Required task A.
From the wind turbine simulator text, extract the passage between "The E82/2300 wind" and "14 m/s [7].", inclusive, reproducing it word for word.
+ + +
Wind Turbine Electric Signals Simulator

Abstract

The development of green technologies in recent years in the field of wind energy conversion into electricity implies a technology transfer from the static switching field to the energy field. This paper presents a wind turbine simulator using a hardware solution following the energy conversion of a real turbine. We implemented this solution for educational and research purposes to train students in the process of electrical conversion in wind turbines. For the simulation, we chose an E82/2300 turbine, installed by ENERCON in a nearby geographical area. The turbine has the capacity to generate 2300 kW of electricity into grids. It has a direct coupling structure of the propeller to the generator. The solution is implemented on a multi-processor architecture with analog signal processing. The structure of a wind turbine is divided into three consecutive blocks, namely TUGEN, DCDC4X, and SIN3F. Each block of the simulator is designed with electronic components. The input and output signals of these blocks have similar waveforms to real signals, and their succession is interconditioned by process parameters. The innovation of the proposed solution is provided by software engineering applied to a hardware structure. The ratio between the simulated and real values is 1:60 in order to visualize the signals on a digital oscilloscope, mainly for educational purposes.

1. Introduction

The development of green technologies in recent years in the field of wind energy conversion into electricity implies a technology transfer from the static switching field to the energy field. New electrical energy conversion technologies involve optimal energy conversion solutions. These solutions are currently implemented in new wind turbines. This simulator is designed in partnership with ENERCON, a major wind turbine manufacturer in Europe.

We are witnessing continuous development in the study, development, and research of equipment and new technologies in the field of wind energy. Remarkable research has been carried out in the field of electrical energy conversion [1], in the field of optimizing the point of production of electricity from wind energy [2,3], and in the field of modeling and simulating processes in energy production facilities [4,5].

Also, this simulator was built in order to update the energy education system with new technologies used in electricity conversion equipment. The proposed system constitutes the simulation of a real wind turbine [6], similar to the ENERCON E82/2300 turbine [7].

The architecture of this simulator is modular. Each module is implemented based on the structure of the wind turbine. The hardware structure is carefully designed in order to produce identical signals to the measured signals from the wind turbine cabinets. These modules are independently implemented based on single or multi-processor structures. All these modules use ESP32-type microcontrollers [8].

The E82/2300 wind turbine is a modern turbine produced by ENERCON [7,9]. The turbine has three blades that reach a diameter of 82 m [9]. The maximum wind speed at which the turbine can operate is 25 m/s. The cut-in wind speed is about 2 m/s. The rated wind speed is 14 m/s [7].
+ + +
Required task B.
How many lines of the records contain the string "distant"? Case matters, and the reply should be the number alone.

Records for the task.
+ + +
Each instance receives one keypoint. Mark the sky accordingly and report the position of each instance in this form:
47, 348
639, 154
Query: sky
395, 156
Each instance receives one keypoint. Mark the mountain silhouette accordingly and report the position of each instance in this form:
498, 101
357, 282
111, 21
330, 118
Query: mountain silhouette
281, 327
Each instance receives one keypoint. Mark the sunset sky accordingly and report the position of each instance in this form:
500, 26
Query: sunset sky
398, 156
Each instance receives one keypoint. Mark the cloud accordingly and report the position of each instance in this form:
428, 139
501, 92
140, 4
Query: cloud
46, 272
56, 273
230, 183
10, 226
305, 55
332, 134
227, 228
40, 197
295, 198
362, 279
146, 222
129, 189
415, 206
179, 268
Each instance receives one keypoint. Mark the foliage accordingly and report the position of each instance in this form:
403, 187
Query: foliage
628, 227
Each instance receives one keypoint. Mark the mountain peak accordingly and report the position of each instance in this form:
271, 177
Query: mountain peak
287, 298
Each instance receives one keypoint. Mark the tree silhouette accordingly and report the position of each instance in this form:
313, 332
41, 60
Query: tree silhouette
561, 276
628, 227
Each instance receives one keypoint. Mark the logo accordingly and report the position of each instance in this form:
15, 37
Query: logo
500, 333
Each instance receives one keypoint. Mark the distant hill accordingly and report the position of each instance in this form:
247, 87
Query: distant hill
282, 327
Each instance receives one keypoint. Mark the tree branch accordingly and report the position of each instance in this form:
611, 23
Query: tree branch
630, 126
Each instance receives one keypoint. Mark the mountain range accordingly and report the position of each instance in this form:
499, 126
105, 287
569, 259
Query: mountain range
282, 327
+ + +
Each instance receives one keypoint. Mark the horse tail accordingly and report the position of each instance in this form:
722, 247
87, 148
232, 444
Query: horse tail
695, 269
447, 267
+ + +
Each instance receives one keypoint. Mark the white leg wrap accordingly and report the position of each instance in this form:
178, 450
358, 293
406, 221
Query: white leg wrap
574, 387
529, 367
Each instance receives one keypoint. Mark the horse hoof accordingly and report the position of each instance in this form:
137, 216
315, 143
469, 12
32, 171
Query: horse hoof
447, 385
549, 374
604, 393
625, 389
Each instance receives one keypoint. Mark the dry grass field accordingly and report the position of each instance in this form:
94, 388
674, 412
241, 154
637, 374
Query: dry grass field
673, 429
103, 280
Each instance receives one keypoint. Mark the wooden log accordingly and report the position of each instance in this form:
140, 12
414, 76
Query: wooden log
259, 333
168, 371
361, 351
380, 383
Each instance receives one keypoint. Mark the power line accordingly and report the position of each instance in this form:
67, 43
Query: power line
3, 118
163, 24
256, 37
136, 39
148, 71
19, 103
+ + +
Correct result A.
The E82/2300 wind turbine is a modern turbine produced by ENERCON [7,9]. The turbine has three blades that reach a diameter of 82 m [9]. The maximum wind speed at which the turbine can operate is 25 m/s. The cut-in wind speed is about 2 m/s. The rated wind speed is 14 m/s [7].

Correct result B.
2